_KURZAUFGABE:_
In welchem Gefängnis sitzt Aaron Hernandez laut dem Text in Untersuchungshaft?

_TEXT:_
+ + + + + + +
Es gehört inzwischen fast schon zum Aufnahmeritual in die US-Football-Liga NFL, zumindest für einen kleinen Skandal zu sorgen. Aaron Hernandez von den New England Patriots steht nun sogar unter Mordverdacht. Der Fall bietet Einblicke in das Leben von Profisportlern und den Umgang mit prominenten Beschuldigten in den USA.

Von Jürgen Schmieder, Los Angeles

Aaron Hernandez hat am 17. Juni seinen Kumpel Odin Lloyd erschossen - sagt der Mitangeklagte Carlos Ortiz. Oder besser: Ortiz behauptet, dass er vom dritten Verdächtigen, Ernest Wallace, mitgeteilt bekommen habe, dass Hernandez ihm gestanden habe, Lloyd erschossen zu haben. Klingt verwirrend? Das ist es auch. Nichts ist einfach beim Fall um den Footballspieler Aaron Hernandez, der derzeit im Gefängnis von Bristol County in Untersuchungshaft sitzt und dem neben Mord noch fünf weitere Straftaten vorgeworfen werden.
+ + + + + + +
_ANGEZEIGTE DATEN:_
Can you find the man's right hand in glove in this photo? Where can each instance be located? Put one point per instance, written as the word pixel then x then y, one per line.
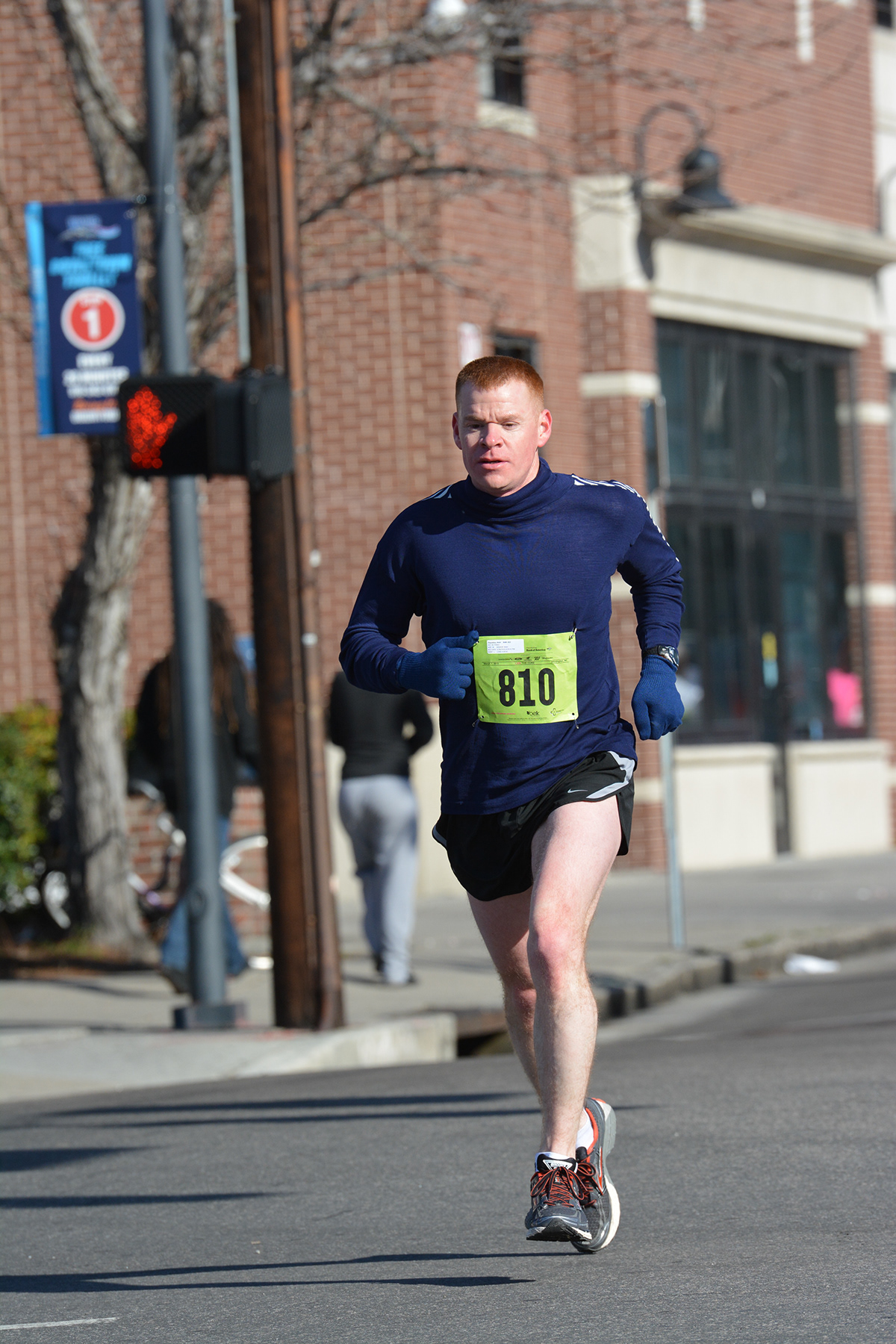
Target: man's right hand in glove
pixel 444 671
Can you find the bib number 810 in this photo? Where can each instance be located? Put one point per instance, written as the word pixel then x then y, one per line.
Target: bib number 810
pixel 507 687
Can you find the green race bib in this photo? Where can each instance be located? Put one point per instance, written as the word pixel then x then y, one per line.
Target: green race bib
pixel 526 678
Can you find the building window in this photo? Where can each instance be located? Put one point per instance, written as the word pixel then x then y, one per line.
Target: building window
pixel 517 347
pixel 508 73
pixel 503 66
pixel 761 511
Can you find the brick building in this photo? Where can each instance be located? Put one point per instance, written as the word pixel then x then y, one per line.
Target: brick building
pixel 753 335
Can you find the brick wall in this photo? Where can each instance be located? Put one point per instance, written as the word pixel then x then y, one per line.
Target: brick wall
pixel 382 352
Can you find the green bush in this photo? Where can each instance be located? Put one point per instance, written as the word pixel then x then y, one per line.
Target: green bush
pixel 28 799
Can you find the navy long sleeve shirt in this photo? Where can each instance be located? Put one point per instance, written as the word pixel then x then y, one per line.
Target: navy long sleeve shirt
pixel 535 562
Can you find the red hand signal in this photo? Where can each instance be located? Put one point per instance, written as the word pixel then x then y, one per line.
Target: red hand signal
pixel 147 429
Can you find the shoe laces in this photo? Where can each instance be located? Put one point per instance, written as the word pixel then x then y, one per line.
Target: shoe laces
pixel 588 1177
pixel 558 1186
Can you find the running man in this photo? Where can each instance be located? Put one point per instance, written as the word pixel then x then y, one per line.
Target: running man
pixel 511 573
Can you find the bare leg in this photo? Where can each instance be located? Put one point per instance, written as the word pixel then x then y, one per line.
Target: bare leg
pixel 571 856
pixel 536 941
pixel 504 925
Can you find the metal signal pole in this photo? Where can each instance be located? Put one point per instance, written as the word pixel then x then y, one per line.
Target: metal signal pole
pixel 304 936
pixel 193 722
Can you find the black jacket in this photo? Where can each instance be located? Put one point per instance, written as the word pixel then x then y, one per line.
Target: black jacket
pixel 370 727
pixel 152 757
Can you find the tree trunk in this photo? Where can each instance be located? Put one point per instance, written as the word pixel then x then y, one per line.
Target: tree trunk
pixel 90 632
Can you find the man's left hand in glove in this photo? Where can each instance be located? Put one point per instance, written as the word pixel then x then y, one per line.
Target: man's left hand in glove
pixel 656 702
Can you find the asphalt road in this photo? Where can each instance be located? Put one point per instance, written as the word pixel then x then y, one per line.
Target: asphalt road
pixel 754 1162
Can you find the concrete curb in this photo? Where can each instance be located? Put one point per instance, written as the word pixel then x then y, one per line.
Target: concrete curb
pixel 704 969
pixel 63 1062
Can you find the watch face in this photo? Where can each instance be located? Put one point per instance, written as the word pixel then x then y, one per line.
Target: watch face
pixel 667 652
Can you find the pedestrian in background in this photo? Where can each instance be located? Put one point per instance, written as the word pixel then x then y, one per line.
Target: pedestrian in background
pixel 379 811
pixel 153 759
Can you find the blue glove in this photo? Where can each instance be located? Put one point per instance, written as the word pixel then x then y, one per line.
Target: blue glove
pixel 656 702
pixel 444 671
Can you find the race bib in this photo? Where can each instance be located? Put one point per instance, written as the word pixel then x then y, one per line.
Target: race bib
pixel 526 678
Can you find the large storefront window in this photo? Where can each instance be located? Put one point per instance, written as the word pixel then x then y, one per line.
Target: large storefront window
pixel 762 514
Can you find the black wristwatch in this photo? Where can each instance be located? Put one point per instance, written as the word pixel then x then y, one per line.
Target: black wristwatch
pixel 664 651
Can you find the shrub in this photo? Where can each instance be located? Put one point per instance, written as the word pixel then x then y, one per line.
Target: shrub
pixel 28 800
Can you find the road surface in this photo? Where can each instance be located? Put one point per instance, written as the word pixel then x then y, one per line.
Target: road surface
pixel 755 1167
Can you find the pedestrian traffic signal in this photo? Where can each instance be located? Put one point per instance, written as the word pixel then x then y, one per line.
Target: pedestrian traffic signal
pixel 199 425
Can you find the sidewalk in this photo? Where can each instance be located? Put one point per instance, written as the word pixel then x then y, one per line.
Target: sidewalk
pixel 85 1033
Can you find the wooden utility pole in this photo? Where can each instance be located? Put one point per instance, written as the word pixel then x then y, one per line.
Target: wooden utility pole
pixel 304 936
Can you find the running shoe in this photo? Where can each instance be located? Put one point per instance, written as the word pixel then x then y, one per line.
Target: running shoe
+ + + + + + +
_LÖSUNG:_
Im Gefängnis von Bristol County.